**Material to process**

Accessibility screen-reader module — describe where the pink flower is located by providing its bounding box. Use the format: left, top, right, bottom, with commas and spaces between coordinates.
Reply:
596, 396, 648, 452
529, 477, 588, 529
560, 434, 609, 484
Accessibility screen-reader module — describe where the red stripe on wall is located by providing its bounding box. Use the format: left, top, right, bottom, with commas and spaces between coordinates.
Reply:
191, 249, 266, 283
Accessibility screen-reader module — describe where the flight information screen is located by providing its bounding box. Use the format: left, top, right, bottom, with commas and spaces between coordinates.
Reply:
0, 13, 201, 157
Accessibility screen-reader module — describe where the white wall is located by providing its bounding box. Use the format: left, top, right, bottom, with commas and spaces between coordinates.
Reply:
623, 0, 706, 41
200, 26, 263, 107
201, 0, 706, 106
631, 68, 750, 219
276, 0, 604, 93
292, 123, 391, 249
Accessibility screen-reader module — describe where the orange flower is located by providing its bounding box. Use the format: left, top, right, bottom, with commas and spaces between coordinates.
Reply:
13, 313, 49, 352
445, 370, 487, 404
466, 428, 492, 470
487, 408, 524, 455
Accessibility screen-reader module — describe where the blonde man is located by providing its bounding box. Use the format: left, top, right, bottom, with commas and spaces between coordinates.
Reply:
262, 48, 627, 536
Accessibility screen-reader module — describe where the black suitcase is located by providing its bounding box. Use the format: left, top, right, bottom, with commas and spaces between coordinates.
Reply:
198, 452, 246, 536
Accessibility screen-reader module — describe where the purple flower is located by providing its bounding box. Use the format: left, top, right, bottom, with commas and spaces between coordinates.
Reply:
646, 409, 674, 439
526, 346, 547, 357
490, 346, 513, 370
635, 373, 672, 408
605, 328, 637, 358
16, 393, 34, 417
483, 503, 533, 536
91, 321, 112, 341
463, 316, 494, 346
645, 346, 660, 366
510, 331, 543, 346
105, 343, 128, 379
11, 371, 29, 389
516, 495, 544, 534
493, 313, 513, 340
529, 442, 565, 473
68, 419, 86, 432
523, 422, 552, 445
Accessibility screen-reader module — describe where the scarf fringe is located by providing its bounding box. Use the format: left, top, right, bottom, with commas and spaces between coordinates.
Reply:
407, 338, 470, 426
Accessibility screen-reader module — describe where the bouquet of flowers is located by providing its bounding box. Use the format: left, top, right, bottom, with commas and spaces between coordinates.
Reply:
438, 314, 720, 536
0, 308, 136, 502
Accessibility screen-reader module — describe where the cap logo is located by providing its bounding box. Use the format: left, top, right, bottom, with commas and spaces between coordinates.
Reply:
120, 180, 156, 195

**To be done**
Pull out each line of the items above in which the word "wall" appears.

**Written solution**
Accessibility screen-reader module — describe where the red stripe on wall is located by providing its bounding box. Use the format: left, top, right, bottom, with commas and spaces between coordinates.
Accessibility screen-reader module — describe where the white wall is located by providing its bounding box. Use the format: left, top, right, bottom, with commas and spaces between coordinates.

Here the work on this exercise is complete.